Покаяние и жизнь верующего теперь – не концентрация на своем грехе, а упование исключительно на милость Христа. Это можно, например, проиллюстрировать тем, что в своей работе 1519 г. «Проповедь о подготовке к смерти» Лютер пишет, что всякий умирающий неизбежно сталкивается с тремя навязчивыми образами – это «ужасающий образ смерти», «отвратительно-многообразный образ греха» и «невыносимый, но неизбежный образ ада и вечного проклятия». Если для его ранней теологии важным было бы принять эти образы и ощутить через них свою отверженность от Бога, надеясь именно таким переживанием обрести спасение, то теперь задачей верующего становится решительно гнать от себя эти образы, заставляющие его усомниться в своем спасении. Автор этих образов – дьявол. Причем, утверждает Лютер, пока человек еще полон сил, дьявол прячет от него такие мысли и картины. Поэтому нам нужно при жизни постоянно помнить о них. Но не для того, чтобы постоянно себя ими угнетать и отказываться от радостей жизни. Напротив! Для того, чтобы научиться справляться с ними. Так в момент смерти, будучи слабыми, мы окажемся достаточно «натренированы» для этого. В противовес трем этим губительным образам верующий в момент смерти призван сконцентрироваться на единственном спасительном образе: на образе распятого за него Иисуса Христа142.
Интересно, что сам Лютер не так ясно, как мы сегодня, осознает всю радикальность совершившегося переворота и, считая, что развитие его взглядов шло, скорее, эволюционно, подчеркивает преемственность по отношению к своему раннему учению143.
И в определенном смысле он прав, поскольку как в его ранней теологии, так и в теологии зрелой в центре внимания находится именно вопрос о покаянии. Лютер по-прежнему твердо убежден в том, что покаянием должна быть вся жизнь верующего. В своем Малом Катехизисе 1529 г. он почти буквально повторяет ключевую мысль 95-ти тезисов: «Живущий в нас ветхий Адам путем ежедневного сокрушения и покаяния должен быть утопляем и умервщляем со всеми своими грехами и похотями, а вместо него же должен ежедневно возрастать и воскресать новый человек, живущий вечно в праведности и чистоте пред Богом»144. Однако теперь «ветхий Адам» – это как раз укорененное в извращенной грехом человеческой природе стремление самому заслужить свое спасение или как-то духовно «дорасти» до него: будь то делами, будь то верой, будь то самоосуждением.

#### Задание 1:
Воспроизведите без изменений часть фрагмента о покаянии у Лютера: всё, начиная со слов «Интересно, что сам» и вплоть до слов «своему раннему учению143.».
#### Задание 2:
В каком году, согласно фрагменту о покаянии у Лютера, был составлен его Малый Катехизис?

#### Исходные данные:
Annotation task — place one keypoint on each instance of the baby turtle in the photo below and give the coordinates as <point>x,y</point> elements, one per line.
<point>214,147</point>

#### Правильный ответ 1:
Интересно, что сам Лютер не так ясно, как мы сегодня, осознает всю радикальность совершившегося переворота и, считая, что развитие его взглядов шло, скорее, эволюционно, подчеркивает преемственность по отношению к своему раннему учению143.

#### Правильный ответ 2:
В 1529 году.